Repeat each entry exactly; omit all pictures.

....................

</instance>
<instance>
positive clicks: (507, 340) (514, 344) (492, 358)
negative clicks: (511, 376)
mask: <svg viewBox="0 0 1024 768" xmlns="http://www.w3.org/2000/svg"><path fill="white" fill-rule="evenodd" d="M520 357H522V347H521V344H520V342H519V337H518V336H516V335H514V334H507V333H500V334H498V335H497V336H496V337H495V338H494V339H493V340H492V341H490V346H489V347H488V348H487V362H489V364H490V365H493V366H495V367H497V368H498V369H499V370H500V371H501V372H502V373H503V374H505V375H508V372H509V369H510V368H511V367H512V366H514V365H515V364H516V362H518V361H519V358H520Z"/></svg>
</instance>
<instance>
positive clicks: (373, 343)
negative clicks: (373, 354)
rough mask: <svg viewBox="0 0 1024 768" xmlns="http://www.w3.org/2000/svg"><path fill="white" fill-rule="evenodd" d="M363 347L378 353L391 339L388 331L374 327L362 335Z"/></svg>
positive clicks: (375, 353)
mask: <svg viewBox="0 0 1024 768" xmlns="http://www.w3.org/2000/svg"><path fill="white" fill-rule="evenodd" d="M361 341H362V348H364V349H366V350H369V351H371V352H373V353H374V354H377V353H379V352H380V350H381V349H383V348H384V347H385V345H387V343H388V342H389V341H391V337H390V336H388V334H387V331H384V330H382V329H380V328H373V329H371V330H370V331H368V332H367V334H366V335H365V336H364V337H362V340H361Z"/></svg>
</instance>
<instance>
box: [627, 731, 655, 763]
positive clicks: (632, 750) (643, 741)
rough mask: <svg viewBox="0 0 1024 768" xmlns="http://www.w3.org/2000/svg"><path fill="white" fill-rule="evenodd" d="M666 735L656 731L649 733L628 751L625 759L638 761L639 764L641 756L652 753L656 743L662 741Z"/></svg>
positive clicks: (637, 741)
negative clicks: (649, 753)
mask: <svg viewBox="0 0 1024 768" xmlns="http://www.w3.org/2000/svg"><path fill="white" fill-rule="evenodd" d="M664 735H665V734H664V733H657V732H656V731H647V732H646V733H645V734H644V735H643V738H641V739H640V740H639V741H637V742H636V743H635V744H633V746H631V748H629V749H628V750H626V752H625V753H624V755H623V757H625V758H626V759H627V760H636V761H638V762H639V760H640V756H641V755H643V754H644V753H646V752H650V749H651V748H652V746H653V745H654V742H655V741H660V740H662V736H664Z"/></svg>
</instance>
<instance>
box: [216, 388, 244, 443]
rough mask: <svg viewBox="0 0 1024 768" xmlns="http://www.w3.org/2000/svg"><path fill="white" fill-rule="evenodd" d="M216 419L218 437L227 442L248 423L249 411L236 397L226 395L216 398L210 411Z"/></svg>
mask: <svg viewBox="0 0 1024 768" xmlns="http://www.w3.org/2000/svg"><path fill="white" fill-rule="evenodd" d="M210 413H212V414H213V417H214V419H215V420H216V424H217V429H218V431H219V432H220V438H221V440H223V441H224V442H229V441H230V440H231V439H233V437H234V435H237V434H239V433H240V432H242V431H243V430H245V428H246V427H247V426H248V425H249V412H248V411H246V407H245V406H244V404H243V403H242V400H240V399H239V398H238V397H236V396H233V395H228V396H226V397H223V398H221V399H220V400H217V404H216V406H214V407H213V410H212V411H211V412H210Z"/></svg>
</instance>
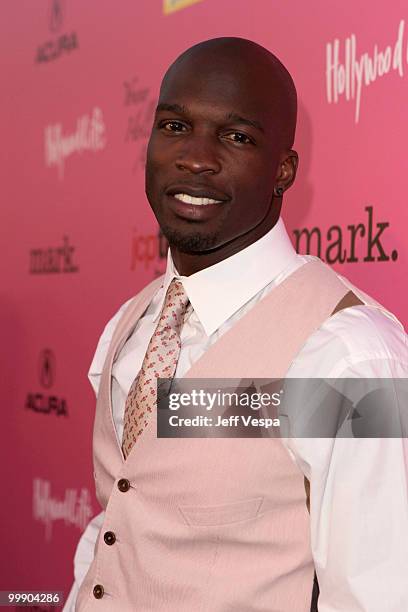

....................

--- Solved exercise ---
</instance>
<instance>
positive clicks: (507, 340) (514, 344) (492, 358)
negative clicks: (511, 376)
mask: <svg viewBox="0 0 1024 768" xmlns="http://www.w3.org/2000/svg"><path fill="white" fill-rule="evenodd" d="M520 357H522V347H521V344H520V342H519V337H518V336H516V335H514V334H507V333H500V334H498V335H497V336H496V337H495V338H494V339H493V340H492V341H490V346H489V347H488V348H487V362H489V364H490V365H493V366H495V367H497V368H498V369H499V370H500V371H501V372H502V373H503V374H505V375H508V372H509V369H510V368H511V367H512V366H514V365H515V364H516V362H518V361H519V358H520Z"/></svg>
</instance>
<instance>
positive clicks: (373, 343)
negative clicks: (373, 354)
rough mask: <svg viewBox="0 0 1024 768" xmlns="http://www.w3.org/2000/svg"><path fill="white" fill-rule="evenodd" d="M363 347L378 353L391 339L388 331L374 327L362 335Z"/></svg>
positive clicks: (375, 353)
mask: <svg viewBox="0 0 1024 768" xmlns="http://www.w3.org/2000/svg"><path fill="white" fill-rule="evenodd" d="M361 341H362V348H364V349H366V350H369V351H371V352H373V353H374V354H377V353H379V352H380V350H381V349H383V348H384V347H385V345H387V343H388V342H389V341H391V337H390V336H388V334H387V331H384V330H382V329H380V328H373V329H371V330H370V331H368V332H367V334H366V335H365V336H364V337H362V340H361Z"/></svg>
</instance>
<instance>
box: [627, 731, 655, 763]
positive clicks: (632, 750) (643, 741)
rough mask: <svg viewBox="0 0 1024 768" xmlns="http://www.w3.org/2000/svg"><path fill="white" fill-rule="evenodd" d="M666 735L656 731L649 733L628 751L625 759L638 761L639 764L641 756L652 753L656 743L662 741Z"/></svg>
positive clicks: (637, 741)
negative clicks: (649, 753)
mask: <svg viewBox="0 0 1024 768" xmlns="http://www.w3.org/2000/svg"><path fill="white" fill-rule="evenodd" d="M664 735H665V734H664V733H657V732H656V731H647V732H646V733H645V734H644V735H643V738H641V739H640V740H639V741H637V742H636V743H635V744H633V746H631V748H629V749H628V750H626V752H625V753H624V755H623V757H625V758H626V759H627V760H636V761H638V762H639V760H640V756H641V755H643V754H644V753H646V752H650V749H651V748H652V746H653V745H654V742H655V741H660V740H662V736H664Z"/></svg>
</instance>
<instance>
box: [216, 388, 244, 443]
rough mask: <svg viewBox="0 0 1024 768" xmlns="http://www.w3.org/2000/svg"><path fill="white" fill-rule="evenodd" d="M216 419L218 437L227 442L248 423L249 411L236 397L226 395L216 398L210 411Z"/></svg>
mask: <svg viewBox="0 0 1024 768" xmlns="http://www.w3.org/2000/svg"><path fill="white" fill-rule="evenodd" d="M210 413H212V414H213V417H214V419H215V420H216V424H217V429H218V431H219V432H220V438H221V440H223V441H224V442H229V441H230V440H231V439H233V437H234V435H237V434H239V433H240V432H242V431H243V430H245V428H246V427H247V426H248V425H249V412H248V411H246V407H245V406H244V404H243V403H242V400H240V399H239V398H238V397H236V396H233V395H228V396H226V397H223V398H221V399H220V400H217V404H216V406H214V407H213V410H212V411H211V412H210Z"/></svg>
</instance>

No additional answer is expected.